### TRECHO CITADO

Por conta de minhas investigações mais recentes, eu tenho comentado com frequência sobre o avanço da tecnologia sobre as nossas vidas. Refletindo um pouco mais, penso que talvez, essa leitura deixe transparecer que esse frisson de técnicas informacionais é que tenham feito surgir a hegemonia financeira no capitalismo contemporâneo, mas não é assim. Tentarei explicar.
Antes, lembro que não se deve esquecer que sempre há um razoável tempo entre o
surgimento da tecnologia e sua maturação para uso ampliado em vários setores. Entre
exposição da nova tecnologia e o seu uso expandido, o rentismo também foi se
ampliando de várias formas.
Assim como “trepadeiras” (plantas parasitas) que têm no caule
da árvore a sua fonte de sobrevivência. Por equivalência, o rentismo é também derivado
de algo que o sustenta em sua essência. As rendas derivadas da economia real:
juros, aluguel, dividendos, comissões, marcas, etc.
Há séculos há bancos, mercados de capitais e a ideia da partição
e democratização da propriedade com a figura da sociedade anônima (SA). Há um
século os fundos financeiros também já tinham surgidos, como forma similar à
ideia da poupança e como instrumento individual de atualização monetária e
juros para acumulação que já tinham a função de servir como meio coletivo, para
produzir a expansão da riqueza, acumulação e investimentos. Se houver alguma
dúvida sobre isso é só relembrar o período do entorno da crise de 29. De crise
em crise, entre sobreprodução e sobreacumulação se tem muito a aprender.
Portanto, é um equívoco não apenas falar, mas também deixar
transparecer qualquer ideia de que a expansão da tecnologia é que seja a gênese
da financeirização. E é bom que se diga a sua forma de atuação não mudou muito neste
tempo todo. O circuito do valor desde a base da pirâmide, a etapa da circulação
e vendas das mercadorias até o andar das altas finanças continua o mesmo, como
nos ensinou Giovanni Arrighi.
Assim, as novas tecnologias e suas formas organizacionais
(TIC) aceleraram o tempo da produção e das trocas até o consumo, cada vez mais
intermediado pelas infraestruturas de comunicação das plataformas digitais.
Junto estamos vendo a ampliação do setor de serviços, as terceirizações, a
precarização retomando a leitura da divisão do trabalho junto da reestruturação
produtiva mundial.
TIC e plataformas
digitais como meio de produção e de comunicação
As plataformas digitais essencialmente como meio de produção
(Appficação) e meio de comunicação (redes sociais), surgiram junto da
desregulação e flexibilização e como sucessão ao Toyotismo. A internet móvel
dos celulares expandiram e misturaram a produção e a comunicação instantânea, roubando
os tempos mortos numa cronofagia ainda pouco percebida.
Os mercados globalizados deixaram de ser retórica, num mundo
em que os produtos saem e chegam em qualquer lugar, desde que se garanta a
fluidez do dinheiro lubrificado no trânsito pelas redes informacionais e os novos
meios de pagamento.

### TAREFA PROPOSTA
Redigite, sem nenhuma alteração, a parte do texto sobre tecnologia e financeirização que vai de "Os mercados globalizados" até "meios de pagamento.".

### REGISTROS EXTRAÍDOS

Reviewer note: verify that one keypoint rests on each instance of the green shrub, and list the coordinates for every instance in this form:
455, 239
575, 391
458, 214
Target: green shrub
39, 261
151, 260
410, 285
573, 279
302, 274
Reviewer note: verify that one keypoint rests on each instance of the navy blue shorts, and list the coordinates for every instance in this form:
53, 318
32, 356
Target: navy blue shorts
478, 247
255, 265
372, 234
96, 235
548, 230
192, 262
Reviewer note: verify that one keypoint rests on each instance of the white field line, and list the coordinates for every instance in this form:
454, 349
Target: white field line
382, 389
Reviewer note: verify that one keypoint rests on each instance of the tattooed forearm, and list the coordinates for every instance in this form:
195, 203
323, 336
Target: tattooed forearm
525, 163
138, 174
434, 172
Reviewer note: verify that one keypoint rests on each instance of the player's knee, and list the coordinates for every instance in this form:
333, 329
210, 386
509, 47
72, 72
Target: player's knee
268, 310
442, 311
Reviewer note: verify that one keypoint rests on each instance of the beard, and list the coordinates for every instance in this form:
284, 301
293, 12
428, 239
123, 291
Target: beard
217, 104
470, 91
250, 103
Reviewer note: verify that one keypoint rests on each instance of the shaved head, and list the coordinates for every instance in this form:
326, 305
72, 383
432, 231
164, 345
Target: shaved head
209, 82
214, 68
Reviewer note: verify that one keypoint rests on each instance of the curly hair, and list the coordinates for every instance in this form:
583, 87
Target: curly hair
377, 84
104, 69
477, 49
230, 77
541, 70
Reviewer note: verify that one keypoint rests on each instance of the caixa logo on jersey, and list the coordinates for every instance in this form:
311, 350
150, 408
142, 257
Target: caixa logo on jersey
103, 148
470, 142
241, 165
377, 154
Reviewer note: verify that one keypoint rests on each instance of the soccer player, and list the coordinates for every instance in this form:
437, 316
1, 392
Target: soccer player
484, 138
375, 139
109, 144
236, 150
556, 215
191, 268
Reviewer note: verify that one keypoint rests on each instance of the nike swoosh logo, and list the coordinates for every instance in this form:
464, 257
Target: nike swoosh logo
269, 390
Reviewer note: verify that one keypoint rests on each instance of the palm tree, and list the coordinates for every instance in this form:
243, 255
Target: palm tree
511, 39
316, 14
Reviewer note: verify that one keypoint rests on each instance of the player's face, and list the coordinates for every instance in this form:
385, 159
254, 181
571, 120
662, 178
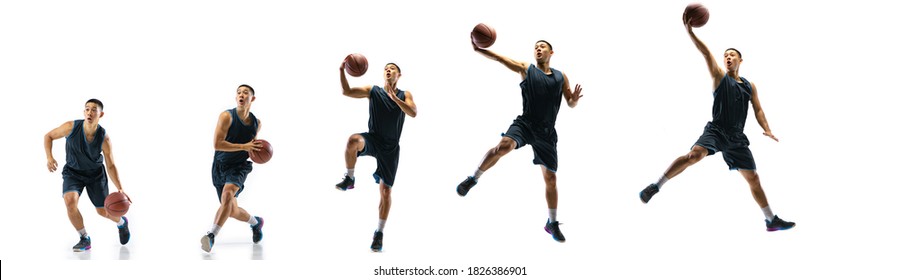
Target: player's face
542, 52
92, 113
391, 74
732, 60
244, 97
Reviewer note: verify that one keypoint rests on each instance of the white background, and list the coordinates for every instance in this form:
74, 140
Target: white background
165, 70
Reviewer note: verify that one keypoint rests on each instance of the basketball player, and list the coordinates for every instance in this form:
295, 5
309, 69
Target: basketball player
85, 140
388, 107
543, 89
725, 133
234, 138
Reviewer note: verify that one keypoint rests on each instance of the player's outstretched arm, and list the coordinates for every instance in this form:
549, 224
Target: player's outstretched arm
714, 70
56, 133
760, 115
572, 97
111, 163
515, 66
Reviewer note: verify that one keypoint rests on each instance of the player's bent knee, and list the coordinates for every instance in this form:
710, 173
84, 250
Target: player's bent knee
506, 145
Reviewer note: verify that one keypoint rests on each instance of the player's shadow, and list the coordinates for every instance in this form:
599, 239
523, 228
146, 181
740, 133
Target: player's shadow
257, 252
84, 256
124, 253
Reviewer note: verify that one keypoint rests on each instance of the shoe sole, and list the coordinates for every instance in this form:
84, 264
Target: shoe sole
777, 229
204, 244
551, 235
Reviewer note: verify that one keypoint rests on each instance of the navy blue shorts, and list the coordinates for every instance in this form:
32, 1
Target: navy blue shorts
734, 146
235, 173
541, 138
95, 181
387, 157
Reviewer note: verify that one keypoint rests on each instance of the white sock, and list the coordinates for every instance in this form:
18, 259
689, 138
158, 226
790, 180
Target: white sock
215, 229
478, 173
768, 212
381, 225
662, 180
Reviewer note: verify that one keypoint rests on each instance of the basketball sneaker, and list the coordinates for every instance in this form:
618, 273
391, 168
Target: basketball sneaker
778, 224
463, 188
124, 233
257, 229
648, 192
553, 230
207, 241
376, 241
346, 184
84, 244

### RESULTADO
Os mercados globalizados deixaram de ser retórica, num mundo
em que os produtos saem e chegam em qualquer lugar, desde que se garanta a
fluidez do dinheiro lubrificado no trânsito pelas redes informacionais e os novos
meios de pagamento.